### EXTRAIT DU TEXTE
━━━━━━━━━━
La facilité avec laquelle la France a fait mieux que fermer les yeux devant la violation de l’ordre constitutionnel au Tchad est un message fort envoyé à la classe politique camerounaise.
C’est depuis le 20 avril 2021 que le monde entier a appris avec surprise le décès du Président du Tchad, le Maréchal Idriss Deby Itno, décédé selon un communiqué de l’armée tchadienne, lors d’un accrochage avec les rebelles du Front pour l’Alternance et la Concorde au Tchad (Fact). Par la suite les choses sont allées très vite. Trop vite.
La radio nationale a annoncé immédiatement la mise en place d’un Comité Militaire de Transition présidé par le fils du défunt, le Général Mahamat Idriss Deby, âgé de 37 ans, lequel a immédiatement dissout la Constitution, le Parlement, le Gouvernement et tout ce qui rappelait l’ordre constitutionnel.
━━━━━━━━━━
### EXERCICE BREF
Extrayez sans la moindre modification le passage du texte sur le Tchad qui commence par « La radio nationale » et se poursuit jusqu'à « rappelait l’ordre constitutionnel. ».

### EXTRAIT DES DONNÉES
━━━━━━━━━━
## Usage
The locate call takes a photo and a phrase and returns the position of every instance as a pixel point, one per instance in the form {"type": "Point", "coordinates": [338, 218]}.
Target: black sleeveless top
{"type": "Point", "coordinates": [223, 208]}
━━━━━━━━━━
### CORRIGÉ DE L'EXERCICE
La radio nationale a annoncé immédiatement la mise en place d’un Comité Militaire de Transition présidé par le fils du défunt, le Général Mahamat Idriss Deby, âgé de 37 ans, lequel a immédiatement dissout la Constitution, le Parlement, le Gouvernement et tout ce qui rappelait l’ordre constitutionnel.